-- start of Excerpt to read --

I got linked to this old question from a more recent one, and I hope that you don't mind me adding a somewhat bizarre way of doing calculating this integral, using Bessel functions.
I'm aware of that this way is not the shortest way of obtaining the result, and the facts I give on Bessel functions are standard, and can be found in (probably) any book on Bessel functions. Therefore, some details will be left to be checked by the interested reader.
I have never seen this way to calculate the integral $\int_0^{+\infty}\frac{\sin x}{x}\,dx$, but I claim no originality. If someone has seen it, please tell in a comment. Here it goes:
Let us define the $n$th Bessel function $J_n$ by the integral
$$
J_n(x)=\frac{1}{\pi}\int_0^\pi \cos(n\theta-x\sin \theta)\,d\theta.
$$
We will only work with the cases $n=0$ and $n=1$. The function $J_n$ solves the Bessel differential equation
$$
x^2y''(x)+xy'(x)+(x^2-n^2)y(x)=0,
$$
and moreover $D J_0(x)=-J_1(x)$ and $D(xJ_1(x))=xJ_0(x)$.

-- end of Excerpt to read --

▶ Problems to solve:
1. Pick out every line of the rows that contains the word "tree" and copy each one.
2. Carry on the post about computing the integral of sin x / x with Bessel functions, picking up right after its last sentence.
The post above has no connection to the rows that come after it.

-- start of Raw records --

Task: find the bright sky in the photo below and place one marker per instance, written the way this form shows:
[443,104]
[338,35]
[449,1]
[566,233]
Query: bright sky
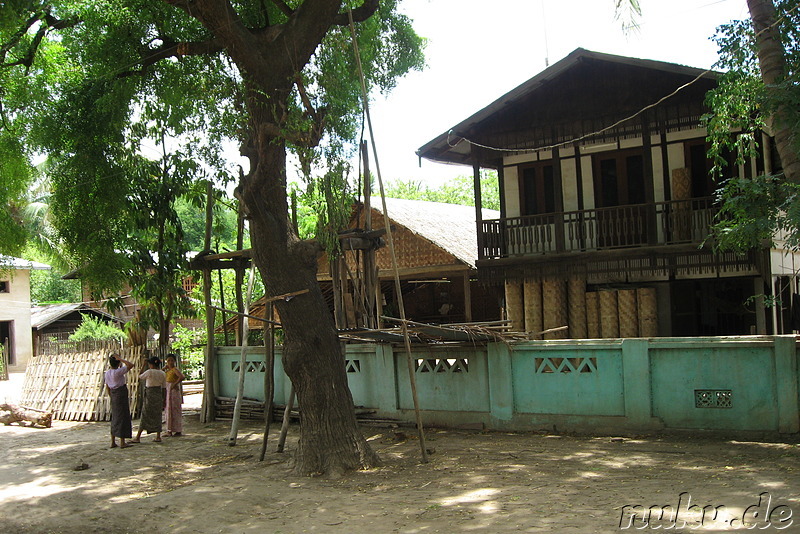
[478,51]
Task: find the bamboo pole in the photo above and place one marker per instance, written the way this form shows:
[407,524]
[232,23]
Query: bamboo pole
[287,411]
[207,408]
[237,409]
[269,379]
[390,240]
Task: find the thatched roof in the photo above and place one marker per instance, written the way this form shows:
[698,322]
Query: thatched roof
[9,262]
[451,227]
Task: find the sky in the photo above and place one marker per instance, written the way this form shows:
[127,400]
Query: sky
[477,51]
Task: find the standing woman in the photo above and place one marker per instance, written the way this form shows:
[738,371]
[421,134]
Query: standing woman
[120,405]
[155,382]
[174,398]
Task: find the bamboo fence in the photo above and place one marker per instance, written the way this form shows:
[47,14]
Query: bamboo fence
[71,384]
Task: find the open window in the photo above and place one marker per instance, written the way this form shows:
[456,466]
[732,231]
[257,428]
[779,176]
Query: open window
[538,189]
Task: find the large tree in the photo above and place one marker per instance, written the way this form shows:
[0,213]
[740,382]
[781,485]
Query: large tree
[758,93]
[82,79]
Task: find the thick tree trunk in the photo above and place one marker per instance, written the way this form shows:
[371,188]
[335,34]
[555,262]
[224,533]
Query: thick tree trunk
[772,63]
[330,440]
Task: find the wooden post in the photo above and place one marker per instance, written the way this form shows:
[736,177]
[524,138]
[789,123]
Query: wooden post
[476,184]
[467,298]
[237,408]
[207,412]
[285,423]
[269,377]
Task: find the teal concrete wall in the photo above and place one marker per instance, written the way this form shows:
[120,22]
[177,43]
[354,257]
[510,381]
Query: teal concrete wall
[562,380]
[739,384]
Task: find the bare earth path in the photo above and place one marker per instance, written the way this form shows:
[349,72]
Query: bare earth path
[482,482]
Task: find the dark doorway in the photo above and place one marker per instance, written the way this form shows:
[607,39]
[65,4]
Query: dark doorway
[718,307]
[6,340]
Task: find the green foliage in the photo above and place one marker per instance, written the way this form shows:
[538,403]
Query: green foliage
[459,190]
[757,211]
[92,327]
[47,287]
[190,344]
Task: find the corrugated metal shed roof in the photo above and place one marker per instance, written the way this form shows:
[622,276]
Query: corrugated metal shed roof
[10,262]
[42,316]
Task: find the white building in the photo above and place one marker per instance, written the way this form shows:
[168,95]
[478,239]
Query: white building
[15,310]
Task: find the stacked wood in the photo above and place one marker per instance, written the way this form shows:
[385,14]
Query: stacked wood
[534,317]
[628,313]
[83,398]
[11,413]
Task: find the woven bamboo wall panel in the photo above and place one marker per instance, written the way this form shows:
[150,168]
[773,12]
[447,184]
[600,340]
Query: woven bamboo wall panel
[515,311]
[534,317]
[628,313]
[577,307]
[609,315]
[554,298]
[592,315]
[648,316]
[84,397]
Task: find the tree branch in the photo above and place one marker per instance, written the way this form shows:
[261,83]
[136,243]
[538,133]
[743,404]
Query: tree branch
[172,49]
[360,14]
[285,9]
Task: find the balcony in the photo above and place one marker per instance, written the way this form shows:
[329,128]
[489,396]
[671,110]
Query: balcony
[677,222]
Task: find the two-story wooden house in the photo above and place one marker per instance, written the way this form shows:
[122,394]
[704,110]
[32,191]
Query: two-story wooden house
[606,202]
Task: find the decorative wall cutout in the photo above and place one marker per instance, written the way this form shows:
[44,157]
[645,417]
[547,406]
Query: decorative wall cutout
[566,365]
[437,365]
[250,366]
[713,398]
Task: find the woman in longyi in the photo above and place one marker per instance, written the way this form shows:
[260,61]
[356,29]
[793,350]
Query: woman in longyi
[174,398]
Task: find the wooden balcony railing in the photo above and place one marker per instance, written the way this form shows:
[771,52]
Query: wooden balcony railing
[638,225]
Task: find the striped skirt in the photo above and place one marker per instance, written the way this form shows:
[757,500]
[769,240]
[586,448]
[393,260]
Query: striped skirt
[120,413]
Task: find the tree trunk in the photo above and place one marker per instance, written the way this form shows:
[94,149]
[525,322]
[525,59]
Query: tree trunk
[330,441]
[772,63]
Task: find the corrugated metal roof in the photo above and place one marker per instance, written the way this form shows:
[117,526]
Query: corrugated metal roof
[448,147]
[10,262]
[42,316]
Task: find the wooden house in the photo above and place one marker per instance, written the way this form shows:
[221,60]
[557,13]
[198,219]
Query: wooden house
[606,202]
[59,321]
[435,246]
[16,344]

-- end of Raw records --

▶ Exercise responses:
1.
Task: find the large tree in the photo above and place one marker per instance, written the way this form shows:
Query: large tree
Task: find the thick tree trunk in the photo above and place one marker per instance, written the way this form shows:
Query: thick tree trunk
Task: find the tree branch in the photo above and place one marker per instance, written the way this form shows:
Query: tree branch
Task: find the tree trunk in the photo above and place one marker per instance, written the way this form shows:
Query: tree trunk

2.
Our first statement is that
$$
\frac{\sin x}{x}=\int_0^1\frac{y J_0(yx)}{\sqrt{1-y^2}}\,dy.\tag{1}
$$
Indeed, define $f$ as
$$
f(x)=\int_0^1\frac{xy J_0(yx)}{\sqrt{1-y^2}}\,dy
$$
Then
$$
f'(x)=\int_0^1 \frac{yJ_0(xy)-xy^2 J_1(xy)}{\sqrt{1-y^2}}\,dy
$$
and
$$
f''(x)=-\int_0^1 \frac{xy^3J_0(xy)+y^2J_1(xy)}{\sqrt{1-y^2}}\,dy,
$$
and so
$$
f''(x)+f(x)=\int_0^1 xy\sqrt{1-y^2}J_0(xy)-\frac{y^2}{\sqrt{1-y^2}}J_1(xy)\,dy=0.
$$
(Here we integrated by parts in the last step.) Moreover,
$$
f(0)=0,\quad\text{and}\quad f'(0)=\int_0^1 \frac{y}{\sqrt{1-y^2}}\,dy =1.
$$
Thus $f(x)=\sin x$ and the equality (1) follows. Thus, we can write
$$
\int_0^{+\infty} \frac{\sin x}{x}\, dx
= \int_0^{+\infty}\int_0^1 \frac{y J_0(yx)}{\sqrt{1-y^2}}\,dy\, dx.
$$
Next, we change the order of integration, and use the integral
$$
\int_0^{+\infty} J_0(u)\,du=1,\tag{2}
$$
to find that
$$
\int_0^{+\infty} \frac{\sin x}{x}\, dx = \int_0^1 \frac{1}{\sqrt{1-y^2}}\,dy=\arcsin 1-\arcsin 0=\frac{\pi}{2}.
$$
I remains to prove (2), which certainly follows by letting $x\to 0^+$ in
$$
\int_0^{+\infty} J_0(u)e^{-xu}\,du=\frac{1}{\sqrt{1+x^2}}.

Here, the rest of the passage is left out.